どうもいつもありがとうございます!子供たち、とても喜んでいます!と田村先生がおっしゃいました。
田村先生は、LSJの前田代表が園への取り次ぎをお願いしているかたです。
こちらこそ、の、ありがとうございます、が詰まって言えませんでした。
私には子供がいませんので、子供たちにお付き合いするのは苦手でした。姪っ子が生まれて初めて、子供が愛おしい宝物なんだと思えるようになるまでは。
そこにいたのは血縁でもなく、友達の子供でもなく、初めて逢った子供たちでしたが、私をあふれる幸せで満たしてくれました。
つみ木はお友達、優しく優しく遊んであげるんだよ、と阿部さんが声をかけると、素直に、優しく扱う子供たち。なんて可愛らしいんでしょう。
運動会で感動して泣いてしまう親御さんの気持ちが少しわかりました(笑)

▶ [元データ]:
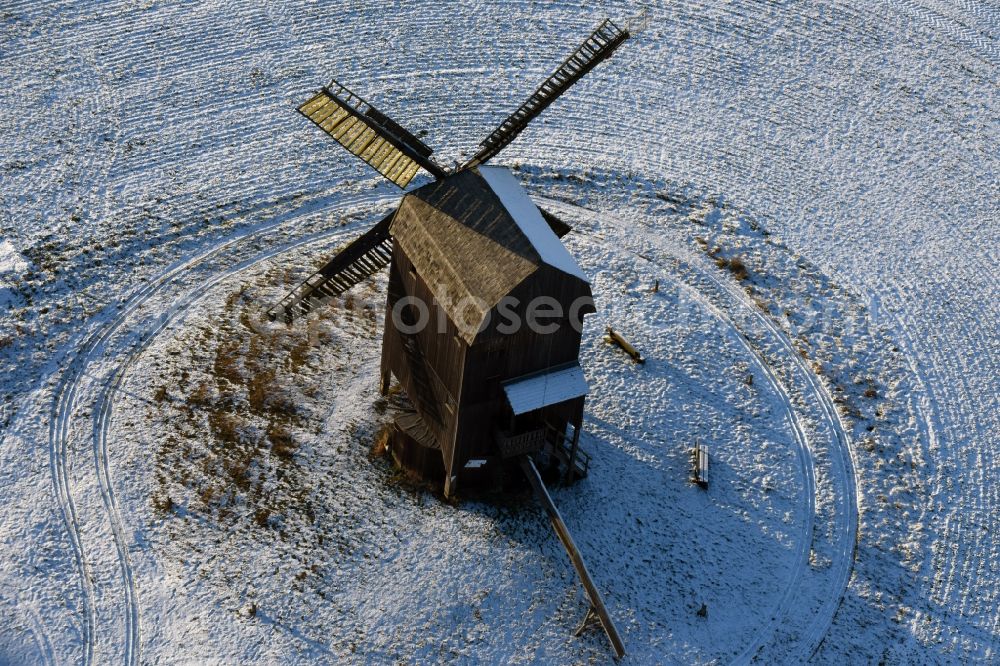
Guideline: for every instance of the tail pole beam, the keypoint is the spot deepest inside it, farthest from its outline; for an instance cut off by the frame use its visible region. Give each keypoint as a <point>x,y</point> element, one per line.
<point>596,602</point>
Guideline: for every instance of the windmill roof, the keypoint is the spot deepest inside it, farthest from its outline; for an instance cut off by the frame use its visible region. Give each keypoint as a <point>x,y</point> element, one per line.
<point>474,236</point>
<point>526,394</point>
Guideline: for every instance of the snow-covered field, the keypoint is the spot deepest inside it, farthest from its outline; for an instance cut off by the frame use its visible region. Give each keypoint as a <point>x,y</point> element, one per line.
<point>812,186</point>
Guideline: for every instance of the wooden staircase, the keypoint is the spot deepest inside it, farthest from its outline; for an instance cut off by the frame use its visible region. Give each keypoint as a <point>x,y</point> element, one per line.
<point>365,256</point>
<point>369,134</point>
<point>597,47</point>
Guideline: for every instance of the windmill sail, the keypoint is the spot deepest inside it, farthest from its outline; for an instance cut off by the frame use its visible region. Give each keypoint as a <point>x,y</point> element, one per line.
<point>365,256</point>
<point>368,133</point>
<point>597,47</point>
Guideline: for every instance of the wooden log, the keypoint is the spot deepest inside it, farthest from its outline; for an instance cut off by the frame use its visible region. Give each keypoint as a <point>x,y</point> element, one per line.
<point>615,337</point>
<point>596,601</point>
<point>701,465</point>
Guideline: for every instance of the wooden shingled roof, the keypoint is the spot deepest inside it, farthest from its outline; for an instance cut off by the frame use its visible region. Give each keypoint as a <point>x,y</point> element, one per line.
<point>467,247</point>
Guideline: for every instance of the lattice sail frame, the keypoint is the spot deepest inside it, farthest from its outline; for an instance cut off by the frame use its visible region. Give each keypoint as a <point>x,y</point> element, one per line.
<point>369,134</point>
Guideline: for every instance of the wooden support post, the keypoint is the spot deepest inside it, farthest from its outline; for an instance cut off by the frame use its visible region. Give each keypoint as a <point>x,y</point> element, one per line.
<point>596,602</point>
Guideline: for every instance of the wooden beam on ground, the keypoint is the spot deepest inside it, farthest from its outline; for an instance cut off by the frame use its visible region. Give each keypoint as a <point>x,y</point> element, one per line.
<point>596,602</point>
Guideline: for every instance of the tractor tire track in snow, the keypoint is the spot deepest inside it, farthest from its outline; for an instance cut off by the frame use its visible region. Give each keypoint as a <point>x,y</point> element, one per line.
<point>66,403</point>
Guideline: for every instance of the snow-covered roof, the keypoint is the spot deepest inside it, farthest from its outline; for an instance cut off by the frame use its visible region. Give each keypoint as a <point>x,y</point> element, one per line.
<point>528,218</point>
<point>474,237</point>
<point>547,388</point>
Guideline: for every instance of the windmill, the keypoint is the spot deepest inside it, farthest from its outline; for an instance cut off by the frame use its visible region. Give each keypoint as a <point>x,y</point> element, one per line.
<point>468,253</point>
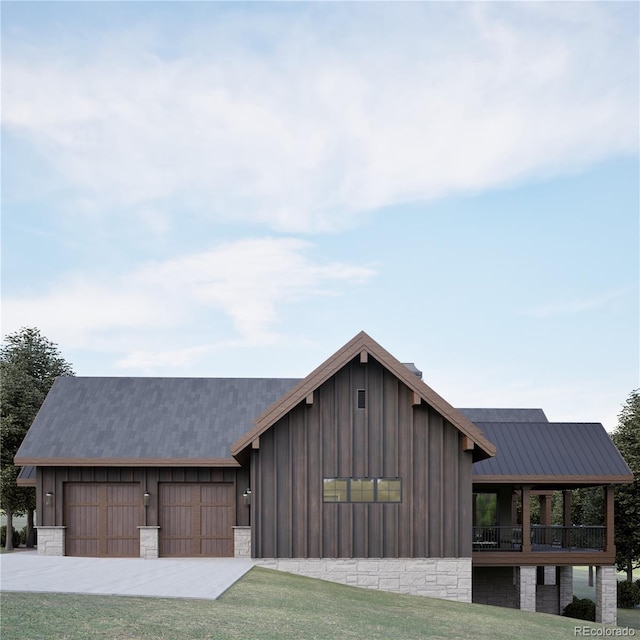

▶ [課題内容]:
抜粋文の内容を二文で要約してください。

▶ [解答全文]:
田村先生から子供たちがとても喜んでいると礼を言われ、以前は子供の相手が苦手だった書き手は、初めて会った子供たちにあふれる幸せで満たされた。阿部さんの声かけに素直に応えてつみ木を優しく扱う子供たちを見て、書き手は運動会で泣いてしまう親御さんの気持ちが少しわかったと述べている。